▶ [ASSIGNED TASK]: Nothing but the lines from the line with "Practice. Find the rocky" to the end of the records below should appear in the answer, each exactly as given.

▶ [RECORDS FOR THIS EXERCISE]:
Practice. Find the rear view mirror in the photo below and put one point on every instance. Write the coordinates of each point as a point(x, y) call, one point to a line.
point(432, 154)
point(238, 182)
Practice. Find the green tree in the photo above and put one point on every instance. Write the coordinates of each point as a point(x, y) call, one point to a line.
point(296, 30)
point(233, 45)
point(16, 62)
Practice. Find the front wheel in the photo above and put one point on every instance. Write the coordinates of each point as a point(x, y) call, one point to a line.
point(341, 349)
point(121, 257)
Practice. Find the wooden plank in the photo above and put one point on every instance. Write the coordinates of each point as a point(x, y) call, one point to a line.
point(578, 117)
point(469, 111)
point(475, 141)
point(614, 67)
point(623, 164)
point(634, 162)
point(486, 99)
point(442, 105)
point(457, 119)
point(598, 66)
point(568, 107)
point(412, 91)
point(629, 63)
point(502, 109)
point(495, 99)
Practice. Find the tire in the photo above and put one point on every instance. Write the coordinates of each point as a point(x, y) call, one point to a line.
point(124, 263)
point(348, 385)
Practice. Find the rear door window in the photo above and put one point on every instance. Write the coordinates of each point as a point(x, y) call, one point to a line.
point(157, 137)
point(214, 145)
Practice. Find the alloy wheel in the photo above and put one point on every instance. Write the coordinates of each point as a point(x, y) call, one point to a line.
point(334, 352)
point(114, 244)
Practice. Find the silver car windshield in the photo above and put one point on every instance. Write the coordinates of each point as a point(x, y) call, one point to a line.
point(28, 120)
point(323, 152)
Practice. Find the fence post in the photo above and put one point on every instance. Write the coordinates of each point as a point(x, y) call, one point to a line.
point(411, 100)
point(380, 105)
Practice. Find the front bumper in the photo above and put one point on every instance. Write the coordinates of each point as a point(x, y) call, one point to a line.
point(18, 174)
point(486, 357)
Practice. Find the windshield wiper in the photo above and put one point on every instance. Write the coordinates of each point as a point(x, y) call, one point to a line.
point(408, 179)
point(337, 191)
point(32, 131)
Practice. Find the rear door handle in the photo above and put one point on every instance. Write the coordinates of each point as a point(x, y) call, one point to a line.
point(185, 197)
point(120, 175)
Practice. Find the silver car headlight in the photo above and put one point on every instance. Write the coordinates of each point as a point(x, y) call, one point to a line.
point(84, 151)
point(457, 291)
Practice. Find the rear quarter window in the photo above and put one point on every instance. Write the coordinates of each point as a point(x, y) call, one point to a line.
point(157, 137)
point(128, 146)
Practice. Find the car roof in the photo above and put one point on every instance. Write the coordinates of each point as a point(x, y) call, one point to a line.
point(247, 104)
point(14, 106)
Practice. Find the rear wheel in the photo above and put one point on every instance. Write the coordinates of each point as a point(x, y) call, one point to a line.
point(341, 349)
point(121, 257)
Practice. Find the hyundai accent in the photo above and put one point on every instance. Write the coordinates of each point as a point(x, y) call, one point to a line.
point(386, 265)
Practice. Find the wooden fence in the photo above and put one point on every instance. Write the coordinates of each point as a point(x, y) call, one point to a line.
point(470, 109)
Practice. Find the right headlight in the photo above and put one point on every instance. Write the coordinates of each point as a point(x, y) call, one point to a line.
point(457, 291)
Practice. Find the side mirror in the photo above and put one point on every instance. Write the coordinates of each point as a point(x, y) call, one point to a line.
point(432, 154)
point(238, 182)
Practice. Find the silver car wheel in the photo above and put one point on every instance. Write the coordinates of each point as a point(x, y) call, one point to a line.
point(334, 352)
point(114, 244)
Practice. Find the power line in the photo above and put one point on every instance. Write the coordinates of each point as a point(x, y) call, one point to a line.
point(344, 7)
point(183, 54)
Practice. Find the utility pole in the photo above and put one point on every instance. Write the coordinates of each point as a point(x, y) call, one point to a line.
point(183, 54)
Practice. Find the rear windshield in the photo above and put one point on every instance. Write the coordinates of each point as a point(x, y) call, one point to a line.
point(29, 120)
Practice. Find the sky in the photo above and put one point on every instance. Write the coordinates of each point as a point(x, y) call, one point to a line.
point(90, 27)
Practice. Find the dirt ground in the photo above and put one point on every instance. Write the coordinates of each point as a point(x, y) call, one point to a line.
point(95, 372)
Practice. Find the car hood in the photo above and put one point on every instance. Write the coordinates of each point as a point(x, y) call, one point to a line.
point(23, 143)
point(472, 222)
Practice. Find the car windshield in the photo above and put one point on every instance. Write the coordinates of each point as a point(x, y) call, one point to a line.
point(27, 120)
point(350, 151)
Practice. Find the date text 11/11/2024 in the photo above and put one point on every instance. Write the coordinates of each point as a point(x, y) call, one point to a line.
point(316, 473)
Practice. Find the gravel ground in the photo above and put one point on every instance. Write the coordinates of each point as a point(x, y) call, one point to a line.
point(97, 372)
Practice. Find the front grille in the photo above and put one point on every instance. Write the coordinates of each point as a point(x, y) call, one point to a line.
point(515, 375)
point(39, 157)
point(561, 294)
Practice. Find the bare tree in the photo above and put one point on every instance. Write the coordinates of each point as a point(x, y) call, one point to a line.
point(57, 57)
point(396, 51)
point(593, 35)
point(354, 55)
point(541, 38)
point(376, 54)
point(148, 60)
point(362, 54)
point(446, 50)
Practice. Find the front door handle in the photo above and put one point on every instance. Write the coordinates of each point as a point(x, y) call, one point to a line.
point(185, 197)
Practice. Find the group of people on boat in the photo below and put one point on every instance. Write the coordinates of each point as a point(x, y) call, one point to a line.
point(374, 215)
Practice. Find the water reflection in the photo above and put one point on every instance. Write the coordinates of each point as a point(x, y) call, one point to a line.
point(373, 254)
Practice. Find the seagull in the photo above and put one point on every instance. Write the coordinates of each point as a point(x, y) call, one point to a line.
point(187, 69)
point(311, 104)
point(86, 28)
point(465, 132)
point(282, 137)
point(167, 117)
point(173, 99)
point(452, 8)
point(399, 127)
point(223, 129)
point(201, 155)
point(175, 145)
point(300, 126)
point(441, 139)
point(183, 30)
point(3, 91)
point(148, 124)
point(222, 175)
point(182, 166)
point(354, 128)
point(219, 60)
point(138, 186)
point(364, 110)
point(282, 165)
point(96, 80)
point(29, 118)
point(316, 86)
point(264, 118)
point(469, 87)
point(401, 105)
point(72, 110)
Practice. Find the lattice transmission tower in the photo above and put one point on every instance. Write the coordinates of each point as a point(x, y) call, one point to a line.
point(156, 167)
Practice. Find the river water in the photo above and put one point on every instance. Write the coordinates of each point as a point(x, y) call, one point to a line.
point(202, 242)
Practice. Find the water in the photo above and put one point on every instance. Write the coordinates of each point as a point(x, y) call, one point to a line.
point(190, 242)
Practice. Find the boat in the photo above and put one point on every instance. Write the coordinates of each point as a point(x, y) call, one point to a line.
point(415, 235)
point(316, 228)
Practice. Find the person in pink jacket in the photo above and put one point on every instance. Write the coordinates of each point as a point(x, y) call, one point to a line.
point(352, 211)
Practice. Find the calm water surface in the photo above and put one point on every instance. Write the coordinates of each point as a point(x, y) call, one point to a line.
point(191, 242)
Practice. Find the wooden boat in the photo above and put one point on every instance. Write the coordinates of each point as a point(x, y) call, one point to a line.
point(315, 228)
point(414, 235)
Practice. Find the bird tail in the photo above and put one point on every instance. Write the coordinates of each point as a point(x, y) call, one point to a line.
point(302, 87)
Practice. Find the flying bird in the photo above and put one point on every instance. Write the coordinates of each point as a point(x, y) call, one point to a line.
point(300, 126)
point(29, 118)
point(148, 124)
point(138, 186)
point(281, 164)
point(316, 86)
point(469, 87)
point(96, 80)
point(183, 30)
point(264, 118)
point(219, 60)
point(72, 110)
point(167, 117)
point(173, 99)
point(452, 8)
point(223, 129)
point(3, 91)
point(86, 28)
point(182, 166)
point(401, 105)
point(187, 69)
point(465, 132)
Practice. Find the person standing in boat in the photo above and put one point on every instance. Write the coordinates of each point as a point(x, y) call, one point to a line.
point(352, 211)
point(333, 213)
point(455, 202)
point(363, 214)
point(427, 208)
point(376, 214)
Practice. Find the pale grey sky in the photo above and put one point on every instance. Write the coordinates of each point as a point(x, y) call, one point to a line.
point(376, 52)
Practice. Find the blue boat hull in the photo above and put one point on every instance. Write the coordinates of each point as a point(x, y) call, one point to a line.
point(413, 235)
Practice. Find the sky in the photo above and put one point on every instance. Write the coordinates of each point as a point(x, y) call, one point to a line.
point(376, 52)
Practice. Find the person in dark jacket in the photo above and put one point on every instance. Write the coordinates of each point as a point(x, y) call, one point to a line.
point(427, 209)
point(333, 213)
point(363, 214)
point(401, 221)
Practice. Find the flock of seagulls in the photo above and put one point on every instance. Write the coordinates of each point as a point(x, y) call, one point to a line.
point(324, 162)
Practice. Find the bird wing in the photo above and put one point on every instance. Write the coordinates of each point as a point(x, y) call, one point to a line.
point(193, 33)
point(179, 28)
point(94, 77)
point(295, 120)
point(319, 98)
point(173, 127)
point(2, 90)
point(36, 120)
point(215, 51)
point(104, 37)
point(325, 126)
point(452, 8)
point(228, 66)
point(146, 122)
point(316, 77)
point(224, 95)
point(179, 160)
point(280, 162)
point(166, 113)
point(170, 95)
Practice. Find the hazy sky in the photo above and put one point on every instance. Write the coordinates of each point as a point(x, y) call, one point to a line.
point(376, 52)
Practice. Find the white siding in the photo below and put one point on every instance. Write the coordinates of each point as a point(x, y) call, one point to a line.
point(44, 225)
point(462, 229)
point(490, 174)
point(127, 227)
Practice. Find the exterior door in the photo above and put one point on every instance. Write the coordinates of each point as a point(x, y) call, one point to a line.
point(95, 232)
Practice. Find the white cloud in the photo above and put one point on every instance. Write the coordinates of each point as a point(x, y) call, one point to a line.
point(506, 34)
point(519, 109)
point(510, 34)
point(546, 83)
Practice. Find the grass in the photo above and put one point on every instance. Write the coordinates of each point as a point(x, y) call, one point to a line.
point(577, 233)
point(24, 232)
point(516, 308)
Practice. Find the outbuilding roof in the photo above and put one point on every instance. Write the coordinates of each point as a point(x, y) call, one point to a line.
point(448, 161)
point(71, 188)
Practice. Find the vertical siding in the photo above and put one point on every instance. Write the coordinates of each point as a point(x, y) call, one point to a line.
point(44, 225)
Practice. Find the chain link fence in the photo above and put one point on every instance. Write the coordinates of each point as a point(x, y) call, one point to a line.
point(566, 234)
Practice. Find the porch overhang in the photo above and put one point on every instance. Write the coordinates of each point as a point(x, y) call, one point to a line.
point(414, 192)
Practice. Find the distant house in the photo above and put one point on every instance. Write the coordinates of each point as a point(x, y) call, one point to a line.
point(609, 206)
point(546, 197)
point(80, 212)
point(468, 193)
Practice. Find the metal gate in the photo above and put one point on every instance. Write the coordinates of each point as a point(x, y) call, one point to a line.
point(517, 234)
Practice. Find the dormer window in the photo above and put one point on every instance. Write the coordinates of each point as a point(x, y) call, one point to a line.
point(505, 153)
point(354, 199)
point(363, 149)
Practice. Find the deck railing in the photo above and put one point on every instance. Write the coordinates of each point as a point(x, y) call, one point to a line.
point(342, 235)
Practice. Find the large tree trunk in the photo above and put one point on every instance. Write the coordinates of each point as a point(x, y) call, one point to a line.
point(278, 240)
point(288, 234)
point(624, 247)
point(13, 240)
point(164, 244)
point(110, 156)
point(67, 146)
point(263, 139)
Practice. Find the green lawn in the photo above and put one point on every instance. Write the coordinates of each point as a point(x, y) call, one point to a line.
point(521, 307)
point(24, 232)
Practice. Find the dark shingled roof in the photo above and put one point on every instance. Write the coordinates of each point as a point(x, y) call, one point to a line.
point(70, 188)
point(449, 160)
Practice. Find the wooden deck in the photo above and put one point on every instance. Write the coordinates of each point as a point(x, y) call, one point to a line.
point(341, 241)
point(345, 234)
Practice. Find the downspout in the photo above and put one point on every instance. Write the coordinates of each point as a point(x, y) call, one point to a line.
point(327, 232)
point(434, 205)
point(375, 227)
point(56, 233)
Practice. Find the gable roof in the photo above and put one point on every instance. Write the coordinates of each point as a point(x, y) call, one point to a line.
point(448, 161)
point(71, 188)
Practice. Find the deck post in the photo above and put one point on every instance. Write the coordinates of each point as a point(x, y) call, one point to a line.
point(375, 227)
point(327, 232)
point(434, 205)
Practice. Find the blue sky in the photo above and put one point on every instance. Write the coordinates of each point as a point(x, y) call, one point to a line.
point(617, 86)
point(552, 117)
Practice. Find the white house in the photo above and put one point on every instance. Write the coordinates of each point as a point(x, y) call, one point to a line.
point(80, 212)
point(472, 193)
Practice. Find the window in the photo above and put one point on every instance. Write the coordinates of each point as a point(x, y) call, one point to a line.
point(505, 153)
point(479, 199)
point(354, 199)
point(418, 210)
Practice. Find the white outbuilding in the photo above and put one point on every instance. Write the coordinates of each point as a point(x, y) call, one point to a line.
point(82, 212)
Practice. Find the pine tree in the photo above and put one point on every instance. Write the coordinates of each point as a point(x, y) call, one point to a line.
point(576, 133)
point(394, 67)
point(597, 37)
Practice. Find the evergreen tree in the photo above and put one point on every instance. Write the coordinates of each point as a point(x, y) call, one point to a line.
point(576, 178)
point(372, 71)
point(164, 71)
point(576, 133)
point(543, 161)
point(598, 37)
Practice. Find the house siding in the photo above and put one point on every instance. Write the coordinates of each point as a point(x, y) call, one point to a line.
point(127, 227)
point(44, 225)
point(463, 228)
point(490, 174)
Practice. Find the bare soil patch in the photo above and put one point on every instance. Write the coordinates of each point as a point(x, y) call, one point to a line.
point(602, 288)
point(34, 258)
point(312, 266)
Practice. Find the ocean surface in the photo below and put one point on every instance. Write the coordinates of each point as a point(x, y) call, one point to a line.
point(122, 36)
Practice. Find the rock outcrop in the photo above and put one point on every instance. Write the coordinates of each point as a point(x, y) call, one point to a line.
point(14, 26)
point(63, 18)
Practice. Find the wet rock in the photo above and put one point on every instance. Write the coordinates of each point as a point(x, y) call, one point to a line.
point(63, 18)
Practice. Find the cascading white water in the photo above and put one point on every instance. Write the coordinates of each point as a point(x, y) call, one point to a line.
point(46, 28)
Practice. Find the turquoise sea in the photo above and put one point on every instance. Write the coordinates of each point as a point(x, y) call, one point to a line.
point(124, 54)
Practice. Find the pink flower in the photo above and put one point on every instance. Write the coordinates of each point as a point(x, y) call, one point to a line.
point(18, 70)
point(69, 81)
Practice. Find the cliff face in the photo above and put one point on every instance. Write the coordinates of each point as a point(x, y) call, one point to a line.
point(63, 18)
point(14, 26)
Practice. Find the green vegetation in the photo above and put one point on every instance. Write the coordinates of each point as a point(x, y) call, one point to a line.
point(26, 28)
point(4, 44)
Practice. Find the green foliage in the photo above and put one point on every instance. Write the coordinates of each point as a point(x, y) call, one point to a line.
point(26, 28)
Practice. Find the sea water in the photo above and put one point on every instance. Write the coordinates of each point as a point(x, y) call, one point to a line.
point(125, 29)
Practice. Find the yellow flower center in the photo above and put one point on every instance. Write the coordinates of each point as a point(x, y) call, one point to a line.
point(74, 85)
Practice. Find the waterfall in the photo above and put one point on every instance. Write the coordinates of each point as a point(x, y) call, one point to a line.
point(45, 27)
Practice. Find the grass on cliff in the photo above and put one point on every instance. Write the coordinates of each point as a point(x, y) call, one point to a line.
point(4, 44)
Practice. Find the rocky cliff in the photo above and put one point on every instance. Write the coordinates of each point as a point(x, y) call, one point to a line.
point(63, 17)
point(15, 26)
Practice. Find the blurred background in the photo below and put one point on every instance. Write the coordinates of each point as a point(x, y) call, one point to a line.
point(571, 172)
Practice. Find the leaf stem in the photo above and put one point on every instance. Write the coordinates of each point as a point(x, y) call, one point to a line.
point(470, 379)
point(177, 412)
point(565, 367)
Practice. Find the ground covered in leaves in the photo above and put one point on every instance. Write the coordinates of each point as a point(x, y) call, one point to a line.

▶ [RESPONSE AREA]:
Practice. Find the rocky cliff in the photo above and put one point on every instance. Write the coordinates of each point as a point(x, y) call, one point to a line.
point(63, 17)
point(15, 26)
Practice. Find the blurred background in the photo below and put one point on every instance. Write the coordinates of each point as a point(x, y) call, one point to a line.
point(571, 172)
Practice. Find the leaf stem in the photo above and put one point on every instance. Write the coordinates of each point as a point(x, y) call, one point to a line.
point(470, 379)
point(177, 412)
point(565, 367)
Practice. Find the ground covered in leaves in the photo above and put one point on every instance. Write the coordinates of each point as a point(x, y) call, one point to a line.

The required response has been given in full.